==== EXTRACT TO READ ====

Software Provider Adopts Cloud Services, Triples Customer Base Monthly

Founded in 2009, Connect2Field focuses exclusively on its namesake product, an application that customers use to coordinate field service jobs. It asked its developers to maintain the Connect2Field application on servers at third-party data centers, but this decreased productivity. The company sought a scalable cloud solution to make its offering available globally. In January 2010, Connect2Field moved its application to Windows Azure, using multitenant databases on Microsoft SQL Azure and employing Windows Azure Blob Storage to store customer data. Thanks to the Content Distribution Network, customers around the world get fast access to the application. Since moving Connect2Field to Windows Azure, the company has tripled its customer base monthly. It avoids spending thousands of dollars annually on maintenance and benefits from a reliable, scalable, and highly secure cloud platform.

"Since we moved our application to Windows Azure, our customer base has been doubling, if not tripling, on a monthly basis. Within two years, we expect to have tens of thousands of customer using our product."

==== DATASET RECORDS ====

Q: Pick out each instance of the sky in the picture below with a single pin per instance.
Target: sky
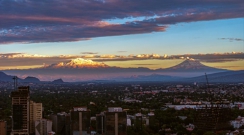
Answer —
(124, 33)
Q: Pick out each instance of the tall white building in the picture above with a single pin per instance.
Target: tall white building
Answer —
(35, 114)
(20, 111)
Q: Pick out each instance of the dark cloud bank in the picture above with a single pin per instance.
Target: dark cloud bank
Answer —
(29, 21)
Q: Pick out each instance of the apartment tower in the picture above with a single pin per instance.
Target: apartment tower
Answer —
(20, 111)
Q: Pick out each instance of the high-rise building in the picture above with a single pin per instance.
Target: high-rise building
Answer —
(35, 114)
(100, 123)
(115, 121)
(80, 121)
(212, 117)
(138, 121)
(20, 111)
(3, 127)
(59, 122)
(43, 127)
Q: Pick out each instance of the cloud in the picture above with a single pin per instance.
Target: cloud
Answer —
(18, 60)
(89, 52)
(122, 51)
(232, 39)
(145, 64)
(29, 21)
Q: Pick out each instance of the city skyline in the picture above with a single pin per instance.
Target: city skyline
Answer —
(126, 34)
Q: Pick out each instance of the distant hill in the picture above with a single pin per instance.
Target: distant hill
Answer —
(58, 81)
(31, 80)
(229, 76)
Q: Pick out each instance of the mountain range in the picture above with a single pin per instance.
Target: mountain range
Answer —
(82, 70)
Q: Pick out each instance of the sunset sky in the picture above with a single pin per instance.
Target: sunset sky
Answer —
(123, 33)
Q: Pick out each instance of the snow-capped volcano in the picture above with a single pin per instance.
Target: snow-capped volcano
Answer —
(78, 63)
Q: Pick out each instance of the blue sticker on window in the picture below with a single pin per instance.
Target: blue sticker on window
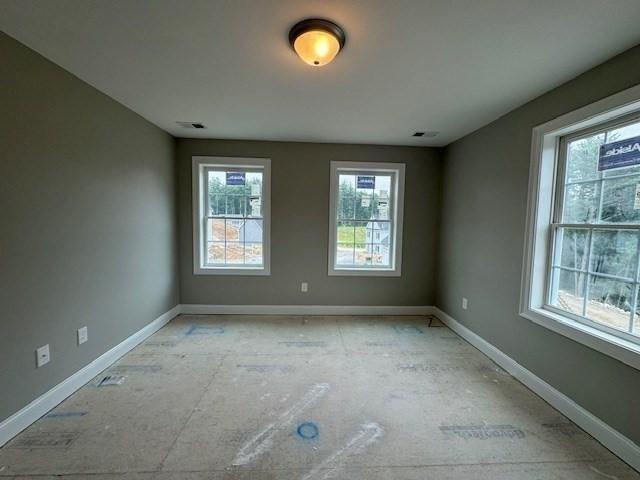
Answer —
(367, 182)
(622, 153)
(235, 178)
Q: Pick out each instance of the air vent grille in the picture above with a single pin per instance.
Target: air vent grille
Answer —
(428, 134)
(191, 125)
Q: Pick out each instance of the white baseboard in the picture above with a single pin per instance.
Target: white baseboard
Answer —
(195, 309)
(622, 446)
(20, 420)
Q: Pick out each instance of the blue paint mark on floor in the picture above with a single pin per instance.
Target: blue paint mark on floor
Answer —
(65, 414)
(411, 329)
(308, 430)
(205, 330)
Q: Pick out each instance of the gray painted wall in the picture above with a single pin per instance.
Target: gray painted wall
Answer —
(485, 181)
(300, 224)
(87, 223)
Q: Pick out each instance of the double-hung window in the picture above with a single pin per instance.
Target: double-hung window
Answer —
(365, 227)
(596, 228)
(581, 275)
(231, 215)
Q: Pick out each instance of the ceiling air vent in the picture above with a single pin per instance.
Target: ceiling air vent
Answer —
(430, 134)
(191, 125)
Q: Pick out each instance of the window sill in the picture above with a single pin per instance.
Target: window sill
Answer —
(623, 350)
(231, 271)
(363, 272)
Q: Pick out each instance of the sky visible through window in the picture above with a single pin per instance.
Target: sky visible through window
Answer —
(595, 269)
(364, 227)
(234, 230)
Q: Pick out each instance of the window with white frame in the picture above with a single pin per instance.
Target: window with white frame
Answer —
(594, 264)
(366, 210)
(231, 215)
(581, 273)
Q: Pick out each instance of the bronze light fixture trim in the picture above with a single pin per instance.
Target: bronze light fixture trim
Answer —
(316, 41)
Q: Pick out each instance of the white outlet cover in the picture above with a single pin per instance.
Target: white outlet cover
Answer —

====

# WHAT THIS EXERCISE ASKS
A – In the Connect2Field case study, what month and year did the company move its application to Windows Azure?
B – Carry on the Connect2Field case study, starting right after its last sentence.
The entries have nothing to do with this.

# ANSWERS BELOW
A – January 2010.

B –
Steven Orenstein, Chief Executive Officer, Connect2Field

Business Needs

Founded in 2009 and headquartered in Sydney, Australia, Connect2Field is an independent software vendor that develops its namesake product, Connect2Field, an application that enables customers to administer and dispatch field service jobs with ease. “We developed Connect2Field as a job management, scheduling, and monitoring application for small service companies,” says Steven Orenstein, Chief Executive Officer at Connect2Field. “Our customers rely very heavily on our product. They use it every single day.”

Connect2Field has hundreds of customers in 15 countries, often small businesses of 30 or fewer employees. Its customer base includes electricians, plumbers, landscapers, property maintenance companies, repair services, crane operators, and security companies—any entity that sends workers into the field. Field workers use the browser-based application to receive and send job information from their mobile devices.

Customers use Connect2Field to replace paper-based job management with streamlined and automated processes. They employ the application’s tools to create jobs, process invoices, check field workers’ schedules, dispatch jobs, manage inventories and quotes, and communicate easily by using email and text messages. For example, from within the application, field workers can click “Start” when they begin a job and click “Finish” when it is completed—and the job’s status is updated in real time at the main office.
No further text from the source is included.